> **AIM**: Each entry below is to be given again word for word, with no pictures.

> **Point annotations for photos**:
+++++
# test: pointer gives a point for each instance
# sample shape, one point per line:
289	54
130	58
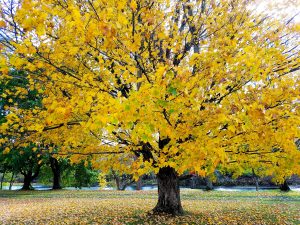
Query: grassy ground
131	207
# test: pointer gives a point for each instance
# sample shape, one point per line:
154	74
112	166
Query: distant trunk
11	181
255	177
284	186
27	182
168	192
139	184
209	185
117	179
2	179
56	173
29	177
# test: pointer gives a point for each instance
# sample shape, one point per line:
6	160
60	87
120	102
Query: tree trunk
2	179
209	185
139	184
284	186
56	173
29	177
27	182
11	181
255	179
168	192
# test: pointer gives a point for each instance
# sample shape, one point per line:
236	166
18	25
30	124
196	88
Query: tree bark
56	173
284	186
168	192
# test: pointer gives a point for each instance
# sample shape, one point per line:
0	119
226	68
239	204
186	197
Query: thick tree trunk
168	192
284	186
56	173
+++++
> **THE RESPONSE**:
# test: pointer gives a point for each instance
# sample shape, one point per line:
289	54
130	58
Query: grassy ground
131	207
# test: pointer gives a point for each instance
# sample shape, one point per line:
154	74
112	166
Query: distant trunk
11	181
255	177
284	186
27	182
168	192
139	184
209	185
117	179
2	179
56	173
29	177
# test: pointer gives a point for each instance
# sample shape, one point per line:
6	160
60	87
120	102
Query: tree trunk
2	179
209	185
139	184
284	186
56	173
29	177
27	182
11	181
255	179
168	192
# test: pointer gives a point for each instance
# sample shape, one point per line:
236	166
18	25
30	124
196	88
Query: tree bark
56	173
284	186
168	192
# test: pointer gives a point for each instance
# sample shape, one point per line:
0	119
226	68
239	204
186	197
Query: thick tree trunk
168	192
284	186
56	173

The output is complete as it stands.